» **Pflichtaufgabe A**: Wie viele Tage bleiben den Kindern laut dem folgenden Text zur Externistenprüfung, um sich auf die Jahresprüfung vorzubereiten?
────────────────────
Sieben Tage zur Jahres-Prüfungsvorbereitung

In wenigen Tagen also müssen die 15 Kinder mit Angststörung in eine fremde Volksschule gehen und dort eine Externistenprüfung ablegen, weil sie eine Privatschule besuchen, der das Öffentlichkeitsrecht deswegen nicht zugeteilt wird, weil sich ihre Schule neu gegründet hat, um den Kindern mehr Platz zu bieten, und die Behörde das Statut erst im Folgejahr bearbeitet. Und sie haben nun sieben Tage um sich auf die Jahresprüfung vorzubereiten, weil die Schule sich an die Corona-Maßnahmen samt Schließung und E-Learning gehalten hatte, wozu sie im Vorhinein aufgefordert wurde und im Nachhinein mitgeteilt bekam, dass sie dies vielleicht gar nicht hätte tun müssen.
Dumm nur für die Kinder, denn wenn sie die Externistenprüfung nun nicht bestehen, müssen sie das Schuljahr wiederholen – und zwar nicht in ihrer vertrauen Privatschule in gewohntem Umfeld, sondern in einer öffentlichen Schule, also mit Schulwechsel, für Kinder mit Angststörung ein besonders massiver Eingriff.

"Schüler werden wissentlich diskriminiert"

  1. „Bis zum Sommer finden außerdem keine Schularbeiten mehr statt“, so der Minister bei der Pressekonferenz. Stimmt nicht", so Kraze: "Unsere Schüler der 4. Schulstufe haben sogar zwei Schularbeiten in Mathematik und Deutsch am selben Tag bei der Externistenprüfung am 28. Mai. Das ist normal und üblich, aber ist das wirklich in der jetzigen Situation auch noch passend?"
────────────────────
» **Pflichtaufgabe B**: Bitte such aus der folgenden Auflistung jede Zeile heraus, die das Wort „crowd“ enthält, und gib diese Zeilen wieder.

(Auszug aus einem Datensatz)
────────────────────
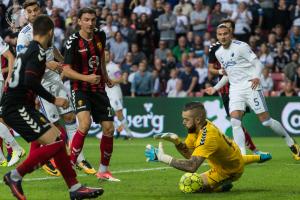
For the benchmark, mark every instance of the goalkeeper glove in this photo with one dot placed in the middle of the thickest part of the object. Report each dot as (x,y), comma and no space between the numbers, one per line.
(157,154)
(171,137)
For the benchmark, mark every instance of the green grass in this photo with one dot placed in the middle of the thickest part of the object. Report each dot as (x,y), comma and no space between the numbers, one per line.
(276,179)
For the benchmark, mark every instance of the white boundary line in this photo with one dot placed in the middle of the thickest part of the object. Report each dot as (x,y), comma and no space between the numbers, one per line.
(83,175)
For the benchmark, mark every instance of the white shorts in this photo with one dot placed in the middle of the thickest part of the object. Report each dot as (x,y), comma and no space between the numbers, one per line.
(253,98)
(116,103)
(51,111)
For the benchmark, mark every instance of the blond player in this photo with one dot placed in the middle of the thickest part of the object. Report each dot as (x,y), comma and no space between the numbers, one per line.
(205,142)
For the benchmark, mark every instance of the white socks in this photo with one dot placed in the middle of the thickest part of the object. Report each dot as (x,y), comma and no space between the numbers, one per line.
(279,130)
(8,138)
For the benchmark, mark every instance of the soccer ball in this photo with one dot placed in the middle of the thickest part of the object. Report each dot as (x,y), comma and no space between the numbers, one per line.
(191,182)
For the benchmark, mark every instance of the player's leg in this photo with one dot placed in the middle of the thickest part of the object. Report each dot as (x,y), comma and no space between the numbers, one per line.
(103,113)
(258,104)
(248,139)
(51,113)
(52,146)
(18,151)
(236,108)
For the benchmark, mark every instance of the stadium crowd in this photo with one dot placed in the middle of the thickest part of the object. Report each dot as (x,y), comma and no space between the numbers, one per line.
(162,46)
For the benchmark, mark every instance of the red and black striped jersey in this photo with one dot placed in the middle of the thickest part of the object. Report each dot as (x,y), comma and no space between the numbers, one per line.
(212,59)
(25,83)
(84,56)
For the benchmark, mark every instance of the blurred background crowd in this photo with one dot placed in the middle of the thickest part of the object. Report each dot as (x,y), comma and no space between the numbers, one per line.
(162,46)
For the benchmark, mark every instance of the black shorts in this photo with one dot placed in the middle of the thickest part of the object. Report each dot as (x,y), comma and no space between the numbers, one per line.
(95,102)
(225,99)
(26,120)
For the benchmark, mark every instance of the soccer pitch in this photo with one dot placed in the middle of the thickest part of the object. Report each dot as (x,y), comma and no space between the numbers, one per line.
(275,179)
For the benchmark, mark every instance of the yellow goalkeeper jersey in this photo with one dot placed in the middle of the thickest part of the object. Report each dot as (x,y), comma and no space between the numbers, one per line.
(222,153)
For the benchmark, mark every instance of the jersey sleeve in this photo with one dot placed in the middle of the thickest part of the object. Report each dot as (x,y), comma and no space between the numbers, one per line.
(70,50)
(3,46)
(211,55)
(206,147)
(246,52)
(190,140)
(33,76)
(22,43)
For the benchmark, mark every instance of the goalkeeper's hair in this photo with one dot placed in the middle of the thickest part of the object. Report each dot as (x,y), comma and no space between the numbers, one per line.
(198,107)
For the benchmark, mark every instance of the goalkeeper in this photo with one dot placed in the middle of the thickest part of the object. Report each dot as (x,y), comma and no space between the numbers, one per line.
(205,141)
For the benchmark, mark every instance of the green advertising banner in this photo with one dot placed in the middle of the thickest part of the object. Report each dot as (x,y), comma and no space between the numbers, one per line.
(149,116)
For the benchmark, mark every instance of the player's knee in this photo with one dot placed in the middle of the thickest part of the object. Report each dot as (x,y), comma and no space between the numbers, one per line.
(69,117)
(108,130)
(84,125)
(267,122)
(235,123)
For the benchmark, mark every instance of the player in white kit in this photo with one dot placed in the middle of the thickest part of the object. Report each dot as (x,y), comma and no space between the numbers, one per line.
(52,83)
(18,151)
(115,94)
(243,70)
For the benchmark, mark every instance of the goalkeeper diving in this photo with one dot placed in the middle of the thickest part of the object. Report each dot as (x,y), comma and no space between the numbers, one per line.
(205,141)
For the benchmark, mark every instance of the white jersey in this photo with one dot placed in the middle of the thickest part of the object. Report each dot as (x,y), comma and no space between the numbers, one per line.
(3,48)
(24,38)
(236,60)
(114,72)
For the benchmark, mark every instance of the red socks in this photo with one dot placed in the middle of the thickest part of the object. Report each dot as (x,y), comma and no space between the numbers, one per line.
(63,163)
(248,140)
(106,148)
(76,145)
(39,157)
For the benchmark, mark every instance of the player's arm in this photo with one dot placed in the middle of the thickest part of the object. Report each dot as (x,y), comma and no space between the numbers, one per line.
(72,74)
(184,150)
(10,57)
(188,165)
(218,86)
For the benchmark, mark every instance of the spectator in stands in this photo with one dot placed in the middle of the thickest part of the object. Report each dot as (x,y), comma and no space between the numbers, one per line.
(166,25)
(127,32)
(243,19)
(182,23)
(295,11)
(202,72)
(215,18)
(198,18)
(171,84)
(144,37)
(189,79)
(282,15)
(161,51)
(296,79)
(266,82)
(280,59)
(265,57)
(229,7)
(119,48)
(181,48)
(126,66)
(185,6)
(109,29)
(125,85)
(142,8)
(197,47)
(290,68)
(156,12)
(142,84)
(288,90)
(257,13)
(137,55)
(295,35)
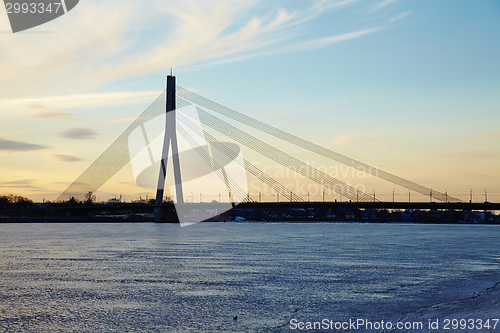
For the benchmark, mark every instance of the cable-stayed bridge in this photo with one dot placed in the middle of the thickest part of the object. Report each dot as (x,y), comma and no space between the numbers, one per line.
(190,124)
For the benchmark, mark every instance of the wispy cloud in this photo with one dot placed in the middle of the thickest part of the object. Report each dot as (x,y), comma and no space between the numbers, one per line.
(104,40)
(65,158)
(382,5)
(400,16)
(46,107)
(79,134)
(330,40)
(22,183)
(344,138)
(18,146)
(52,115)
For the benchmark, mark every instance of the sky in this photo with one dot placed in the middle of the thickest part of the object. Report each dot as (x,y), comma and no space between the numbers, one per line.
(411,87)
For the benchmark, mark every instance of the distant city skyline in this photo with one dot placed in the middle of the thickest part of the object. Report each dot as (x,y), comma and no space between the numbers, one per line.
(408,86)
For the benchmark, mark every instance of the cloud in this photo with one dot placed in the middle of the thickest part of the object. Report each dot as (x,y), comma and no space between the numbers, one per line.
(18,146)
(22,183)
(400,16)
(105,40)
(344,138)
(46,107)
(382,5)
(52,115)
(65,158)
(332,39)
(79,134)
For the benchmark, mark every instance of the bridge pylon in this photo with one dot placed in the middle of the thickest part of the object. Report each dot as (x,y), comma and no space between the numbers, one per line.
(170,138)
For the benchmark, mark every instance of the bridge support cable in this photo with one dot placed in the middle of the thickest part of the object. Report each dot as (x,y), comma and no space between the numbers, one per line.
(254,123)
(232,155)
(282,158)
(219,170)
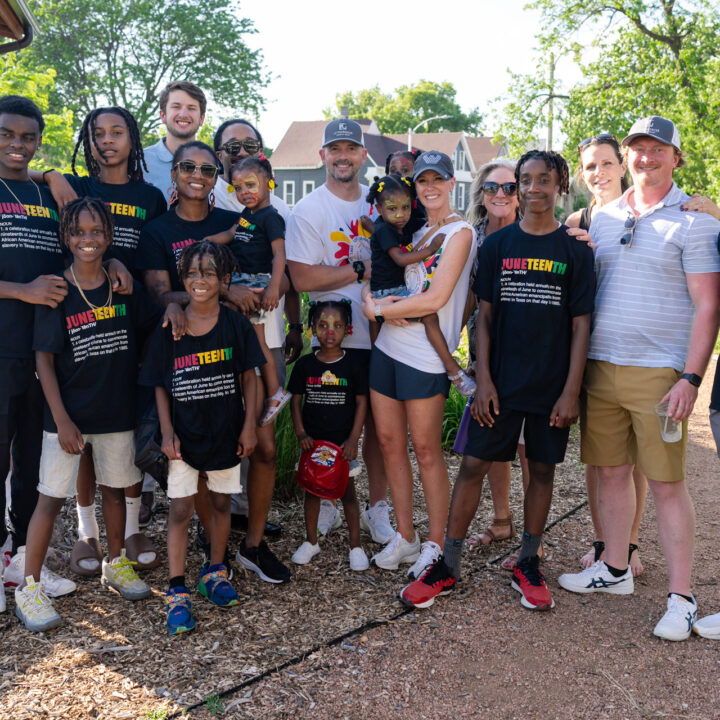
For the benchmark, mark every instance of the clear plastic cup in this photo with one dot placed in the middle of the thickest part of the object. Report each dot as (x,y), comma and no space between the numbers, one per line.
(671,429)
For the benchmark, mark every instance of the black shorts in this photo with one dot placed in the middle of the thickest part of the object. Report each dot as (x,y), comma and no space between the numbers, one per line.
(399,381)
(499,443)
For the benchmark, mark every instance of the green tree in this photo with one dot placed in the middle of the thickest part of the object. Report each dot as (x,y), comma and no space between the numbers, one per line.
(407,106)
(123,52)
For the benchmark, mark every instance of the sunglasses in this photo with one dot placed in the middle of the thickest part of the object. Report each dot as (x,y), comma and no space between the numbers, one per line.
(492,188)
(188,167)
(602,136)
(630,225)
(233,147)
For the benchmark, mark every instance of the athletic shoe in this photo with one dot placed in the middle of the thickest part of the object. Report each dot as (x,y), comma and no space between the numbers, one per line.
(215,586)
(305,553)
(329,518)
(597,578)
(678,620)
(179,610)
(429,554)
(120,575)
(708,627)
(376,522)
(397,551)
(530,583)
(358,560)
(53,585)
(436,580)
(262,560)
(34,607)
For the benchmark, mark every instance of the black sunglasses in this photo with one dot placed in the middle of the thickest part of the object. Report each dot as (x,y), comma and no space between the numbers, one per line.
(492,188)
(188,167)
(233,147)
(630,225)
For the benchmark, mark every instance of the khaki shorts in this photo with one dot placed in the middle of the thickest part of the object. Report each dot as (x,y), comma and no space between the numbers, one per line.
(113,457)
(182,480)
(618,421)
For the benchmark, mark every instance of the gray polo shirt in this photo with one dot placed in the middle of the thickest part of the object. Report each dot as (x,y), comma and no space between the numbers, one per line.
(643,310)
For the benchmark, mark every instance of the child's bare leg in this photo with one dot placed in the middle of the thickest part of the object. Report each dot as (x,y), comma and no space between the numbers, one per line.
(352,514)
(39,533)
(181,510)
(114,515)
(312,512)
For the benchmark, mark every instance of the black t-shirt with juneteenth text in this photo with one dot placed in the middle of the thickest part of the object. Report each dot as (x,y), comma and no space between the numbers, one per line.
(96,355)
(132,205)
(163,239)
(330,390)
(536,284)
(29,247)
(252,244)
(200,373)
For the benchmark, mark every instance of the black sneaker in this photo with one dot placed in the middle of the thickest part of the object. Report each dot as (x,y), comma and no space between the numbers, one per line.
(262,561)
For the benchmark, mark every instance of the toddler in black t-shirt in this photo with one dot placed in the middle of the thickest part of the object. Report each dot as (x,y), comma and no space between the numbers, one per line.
────────────────────
» **Vollständige Antwort A**: Sieben Tage.

» **Vollständige Antwort B**:
For the benchmark, mark every instance of the stadium crowd in this photo with one dot placed in the middle of the thickest part of the object. Report each dot as (x,y), comma and no space between the numbers, one per line.
For the benchmark, mark every instance of the blurred background crowd in this photo with one dot placed in the middle of the thickest part of the object. Report each dot as (x,y), comma and no space between the numbers, one per line.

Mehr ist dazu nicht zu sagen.